Short problem ▸
Repeat the records in full and exactly, omitting pictures.

Listed records ▸
* begin *

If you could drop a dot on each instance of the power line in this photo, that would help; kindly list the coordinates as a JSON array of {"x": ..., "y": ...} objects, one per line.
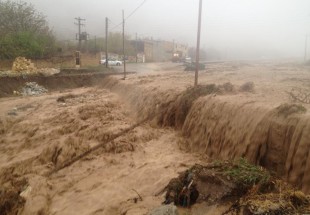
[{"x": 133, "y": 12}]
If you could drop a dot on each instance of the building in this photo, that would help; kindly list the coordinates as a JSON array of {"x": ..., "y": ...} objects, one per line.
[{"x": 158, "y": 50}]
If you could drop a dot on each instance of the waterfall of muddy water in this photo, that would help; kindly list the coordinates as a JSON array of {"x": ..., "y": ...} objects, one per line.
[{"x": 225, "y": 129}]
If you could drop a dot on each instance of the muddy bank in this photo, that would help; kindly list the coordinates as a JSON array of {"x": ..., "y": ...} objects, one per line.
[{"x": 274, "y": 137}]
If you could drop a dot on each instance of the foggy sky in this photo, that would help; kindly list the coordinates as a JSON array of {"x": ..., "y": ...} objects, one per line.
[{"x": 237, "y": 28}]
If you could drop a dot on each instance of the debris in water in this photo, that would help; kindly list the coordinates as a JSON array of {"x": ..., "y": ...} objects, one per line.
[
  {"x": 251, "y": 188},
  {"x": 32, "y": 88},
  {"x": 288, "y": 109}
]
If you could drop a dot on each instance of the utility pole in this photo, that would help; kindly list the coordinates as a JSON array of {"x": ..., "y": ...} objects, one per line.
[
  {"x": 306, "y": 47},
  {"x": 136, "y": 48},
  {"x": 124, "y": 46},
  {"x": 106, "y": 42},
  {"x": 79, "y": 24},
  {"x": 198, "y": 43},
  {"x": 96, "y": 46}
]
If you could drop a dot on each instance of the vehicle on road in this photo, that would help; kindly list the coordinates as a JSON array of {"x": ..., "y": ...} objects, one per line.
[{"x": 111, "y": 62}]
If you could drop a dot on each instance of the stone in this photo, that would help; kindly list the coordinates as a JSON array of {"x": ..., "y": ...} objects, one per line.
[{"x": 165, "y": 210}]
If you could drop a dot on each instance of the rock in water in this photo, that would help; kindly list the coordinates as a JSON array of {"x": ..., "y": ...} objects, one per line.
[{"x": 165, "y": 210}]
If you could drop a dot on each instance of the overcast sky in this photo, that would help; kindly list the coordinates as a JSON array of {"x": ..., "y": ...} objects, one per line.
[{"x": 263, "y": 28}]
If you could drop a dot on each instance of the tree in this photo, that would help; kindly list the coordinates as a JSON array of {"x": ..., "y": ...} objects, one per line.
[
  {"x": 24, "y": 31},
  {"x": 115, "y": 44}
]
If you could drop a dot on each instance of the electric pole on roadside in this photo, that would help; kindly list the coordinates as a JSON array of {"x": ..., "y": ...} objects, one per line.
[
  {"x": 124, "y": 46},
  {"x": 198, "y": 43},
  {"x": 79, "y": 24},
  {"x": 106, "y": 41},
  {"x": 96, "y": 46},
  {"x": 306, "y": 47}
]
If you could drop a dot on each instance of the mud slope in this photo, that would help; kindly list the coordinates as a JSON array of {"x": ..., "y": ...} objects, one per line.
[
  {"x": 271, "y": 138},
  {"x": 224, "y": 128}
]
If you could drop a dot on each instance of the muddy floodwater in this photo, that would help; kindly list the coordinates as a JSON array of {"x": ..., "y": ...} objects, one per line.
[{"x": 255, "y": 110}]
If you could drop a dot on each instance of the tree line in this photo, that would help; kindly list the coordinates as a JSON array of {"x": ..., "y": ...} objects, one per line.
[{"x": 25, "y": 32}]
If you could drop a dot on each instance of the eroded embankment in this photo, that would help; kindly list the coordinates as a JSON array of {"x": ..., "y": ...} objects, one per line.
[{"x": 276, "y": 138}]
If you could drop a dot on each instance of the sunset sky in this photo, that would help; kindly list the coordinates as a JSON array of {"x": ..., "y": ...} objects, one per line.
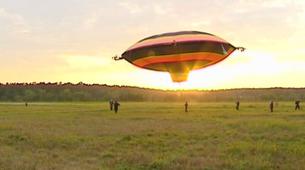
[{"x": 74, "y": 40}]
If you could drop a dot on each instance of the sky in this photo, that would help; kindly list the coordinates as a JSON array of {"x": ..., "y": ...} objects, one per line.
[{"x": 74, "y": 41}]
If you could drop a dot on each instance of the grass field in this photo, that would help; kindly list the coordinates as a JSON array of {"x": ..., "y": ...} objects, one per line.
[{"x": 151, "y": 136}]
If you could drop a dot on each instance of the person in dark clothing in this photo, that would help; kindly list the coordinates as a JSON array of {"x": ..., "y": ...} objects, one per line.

* end *

Expected answer ▸
If you could drop a dot on each instance of the power line in this photo, that would help; kindly list the coordinates as a JSON array of {"x": ..., "y": ...} objects, one per line.
[{"x": 133, "y": 12}]
If you could drop a dot on each instance of the building in this photo, that would help; kindly list the coordinates as a JSON array of {"x": ..., "y": ...} objects, one per line.
[{"x": 158, "y": 50}]
If you could drop a dot on each instance of the waterfall of muddy water in this photo, that would help; kindly list the coordinates as a JSON array of {"x": ..., "y": ...} objects, one per line.
[{"x": 225, "y": 129}]
If you could drop a dot on each instance of the muddy bank in this photo, that would help; kindly list the coordinates as a JSON array of {"x": ..., "y": ...} objects, one per line.
[{"x": 274, "y": 137}]
If you could drop a dot on each instance of the foggy sky in this photo, that would help; kindly list the coordinates as a JSON array of {"x": ..., "y": ...} objects, one per line.
[{"x": 237, "y": 28}]
If you could drop a dot on each instance of the debris in water in this photo, that would help; kindly list the coordinates as a JSON array of {"x": ..., "y": ...} objects, one per line.
[
  {"x": 251, "y": 188},
  {"x": 32, "y": 88},
  {"x": 288, "y": 109}
]
If you could drop a dot on each instance of the utility pole in this photo, that would help; kindly list the coordinates as a JSON array of {"x": ..., "y": ...} objects, one per line.
[
  {"x": 306, "y": 47},
  {"x": 136, "y": 48},
  {"x": 124, "y": 46},
  {"x": 106, "y": 42},
  {"x": 79, "y": 24},
  {"x": 198, "y": 43},
  {"x": 96, "y": 46}
]
If you could drop a dot on each instance of the vehicle on road in this photo, that would help; kindly list the coordinates as a JSON array of {"x": ..., "y": ...} objects, one per line.
[{"x": 111, "y": 62}]
If you could drop a dot on each instance of the stone in this photo, that would help; kindly list the coordinates as a JSON array of {"x": ..., "y": ...} objects, one per line.
[{"x": 165, "y": 210}]
If you could drop a dot on each instance of the rock in water in this photo, that would help; kindly list the coordinates as a JSON array of {"x": ..., "y": ...} objects, one per line.
[{"x": 165, "y": 210}]
If you could drop a dot on each instance of the overcast sky in this photo, that would help; kindly list the coordinates as a JSON array of {"x": ..., "y": ...} objects, one per line.
[{"x": 263, "y": 28}]
If you could drop a dot on each instance of the tree in this photo, that would help; kindly list the coordinates as a JSON array of {"x": ..., "y": ...} objects, one per line.
[
  {"x": 24, "y": 31},
  {"x": 115, "y": 44}
]
If you could drop a dot on each instance of the electric pole on roadside in this photo, that would help; kindly list the coordinates as a JSON array of {"x": ..., "y": ...} objects, one per line.
[
  {"x": 124, "y": 46},
  {"x": 198, "y": 43},
  {"x": 79, "y": 24},
  {"x": 106, "y": 41},
  {"x": 96, "y": 46},
  {"x": 306, "y": 47}
]
If you could drop a dot on each instance of the mud slope in this photo, that would help; kindly list the coordinates as a JSON array of {"x": ..., "y": ...} objects, one per line.
[
  {"x": 271, "y": 138},
  {"x": 224, "y": 128}
]
If you could drop a dot on each instance of the muddy floodwater in this photo, that would help; kindly list the coordinates as a JSON array of {"x": ..., "y": ...} objects, one per line.
[{"x": 255, "y": 110}]
If you could drop a dot on each instance of the tree line in this photo, that would help; kindly list the coordinates as a JSON array of {"x": ..., "y": ...} objects, one per line.
[{"x": 25, "y": 32}]
If you could drop a dot on each instance of the eroded embankment in this photo, that would help; kindly list the coordinates as a JSON array of {"x": ..., "y": ...} objects, one per line.
[{"x": 276, "y": 138}]
If you could drop a dot on each instance of the sunset sky in this photo, that would help; kindly list the coordinates as a JSON array of {"x": ..., "y": ...} objects, one per line.
[{"x": 74, "y": 40}]
If you could drop a dot on each instance of the sky in this photo, that would help; kindly list the coordinates as a JSON array of {"x": ..., "y": ...} objects, one per line.
[{"x": 74, "y": 41}]
If you could drop a dot on each instance of the grass field in this photo, that would help; kindly list the coordinates as a JSON array of {"x": ..., "y": ...} objects, one per line.
[{"x": 151, "y": 136}]
If you could drop a dot on each instance of the person in dark clothing in this photo, that would help; kindly list the coordinates as a JSON array of {"x": ..., "y": ...} objects, one per line.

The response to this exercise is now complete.